— begin GIVEN DATA —
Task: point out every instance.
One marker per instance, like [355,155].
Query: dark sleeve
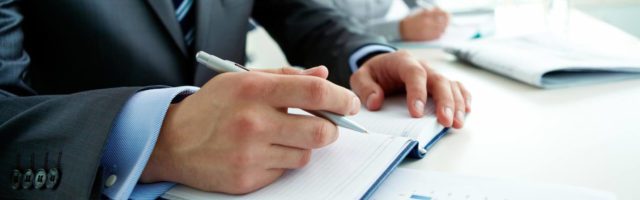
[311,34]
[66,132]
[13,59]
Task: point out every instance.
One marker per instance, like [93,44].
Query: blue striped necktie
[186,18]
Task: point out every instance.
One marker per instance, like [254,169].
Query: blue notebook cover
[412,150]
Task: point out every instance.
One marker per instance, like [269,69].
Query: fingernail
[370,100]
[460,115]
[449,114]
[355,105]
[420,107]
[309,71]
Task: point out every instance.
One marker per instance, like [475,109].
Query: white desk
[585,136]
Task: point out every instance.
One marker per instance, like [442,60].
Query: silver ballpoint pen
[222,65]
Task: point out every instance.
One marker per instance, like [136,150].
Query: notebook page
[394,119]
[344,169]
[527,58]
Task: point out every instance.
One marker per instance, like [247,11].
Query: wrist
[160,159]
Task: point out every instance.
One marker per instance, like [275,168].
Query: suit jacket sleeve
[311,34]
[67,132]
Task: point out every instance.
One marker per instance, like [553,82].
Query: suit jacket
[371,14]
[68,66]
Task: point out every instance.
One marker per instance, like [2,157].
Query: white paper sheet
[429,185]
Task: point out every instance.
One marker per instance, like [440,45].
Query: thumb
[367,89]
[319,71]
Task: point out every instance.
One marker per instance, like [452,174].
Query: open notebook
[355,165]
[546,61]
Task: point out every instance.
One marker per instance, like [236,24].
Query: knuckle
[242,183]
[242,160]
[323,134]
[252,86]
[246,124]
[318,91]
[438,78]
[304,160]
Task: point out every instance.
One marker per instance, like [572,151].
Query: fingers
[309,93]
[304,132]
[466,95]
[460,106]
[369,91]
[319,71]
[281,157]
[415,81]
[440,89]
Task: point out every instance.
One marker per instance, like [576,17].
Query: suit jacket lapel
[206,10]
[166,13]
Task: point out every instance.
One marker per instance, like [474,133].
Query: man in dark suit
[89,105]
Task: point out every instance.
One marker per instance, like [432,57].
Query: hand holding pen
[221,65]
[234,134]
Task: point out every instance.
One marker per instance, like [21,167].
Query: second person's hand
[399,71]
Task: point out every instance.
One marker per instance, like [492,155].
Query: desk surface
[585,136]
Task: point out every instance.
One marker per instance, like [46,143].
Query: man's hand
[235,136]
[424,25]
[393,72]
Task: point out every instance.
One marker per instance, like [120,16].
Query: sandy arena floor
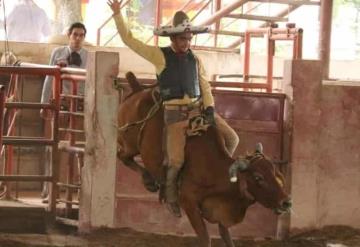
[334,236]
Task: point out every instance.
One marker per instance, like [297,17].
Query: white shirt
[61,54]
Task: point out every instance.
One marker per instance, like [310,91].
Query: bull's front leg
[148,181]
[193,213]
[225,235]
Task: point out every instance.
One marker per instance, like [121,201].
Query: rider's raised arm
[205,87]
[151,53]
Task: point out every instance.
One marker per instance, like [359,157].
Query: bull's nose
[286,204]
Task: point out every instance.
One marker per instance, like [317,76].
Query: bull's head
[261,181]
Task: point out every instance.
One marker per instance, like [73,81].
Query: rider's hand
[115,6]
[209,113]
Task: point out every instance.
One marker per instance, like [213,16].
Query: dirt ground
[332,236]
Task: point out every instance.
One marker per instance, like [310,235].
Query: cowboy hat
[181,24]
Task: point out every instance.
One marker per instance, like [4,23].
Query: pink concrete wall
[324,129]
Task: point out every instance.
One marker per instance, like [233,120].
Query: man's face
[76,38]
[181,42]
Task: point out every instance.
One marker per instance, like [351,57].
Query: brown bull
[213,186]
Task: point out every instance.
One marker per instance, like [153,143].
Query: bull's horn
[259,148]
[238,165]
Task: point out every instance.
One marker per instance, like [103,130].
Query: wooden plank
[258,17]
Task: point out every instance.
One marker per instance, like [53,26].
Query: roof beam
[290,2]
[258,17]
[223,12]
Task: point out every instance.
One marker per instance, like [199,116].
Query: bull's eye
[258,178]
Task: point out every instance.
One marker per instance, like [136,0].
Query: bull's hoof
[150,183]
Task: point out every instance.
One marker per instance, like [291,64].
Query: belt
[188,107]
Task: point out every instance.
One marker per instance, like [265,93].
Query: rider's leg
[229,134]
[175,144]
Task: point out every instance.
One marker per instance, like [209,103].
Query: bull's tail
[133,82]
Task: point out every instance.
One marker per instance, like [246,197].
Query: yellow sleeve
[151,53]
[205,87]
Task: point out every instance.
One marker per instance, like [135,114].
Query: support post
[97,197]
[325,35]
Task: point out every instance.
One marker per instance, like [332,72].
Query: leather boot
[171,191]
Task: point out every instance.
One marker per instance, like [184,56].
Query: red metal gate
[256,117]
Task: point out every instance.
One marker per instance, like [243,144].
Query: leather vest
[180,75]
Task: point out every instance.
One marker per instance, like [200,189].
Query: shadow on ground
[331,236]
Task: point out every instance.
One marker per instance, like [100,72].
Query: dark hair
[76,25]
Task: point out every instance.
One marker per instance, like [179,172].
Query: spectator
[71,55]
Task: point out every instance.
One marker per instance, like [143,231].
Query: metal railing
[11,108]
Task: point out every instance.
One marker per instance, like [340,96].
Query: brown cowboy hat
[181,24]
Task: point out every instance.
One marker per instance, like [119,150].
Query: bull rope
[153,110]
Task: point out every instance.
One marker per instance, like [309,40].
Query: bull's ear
— end GIVEN DATA —
● TASK DIRECTIONS
Count the lines above that contain the word "sleeve" and give only that number.

● OUTPUT
3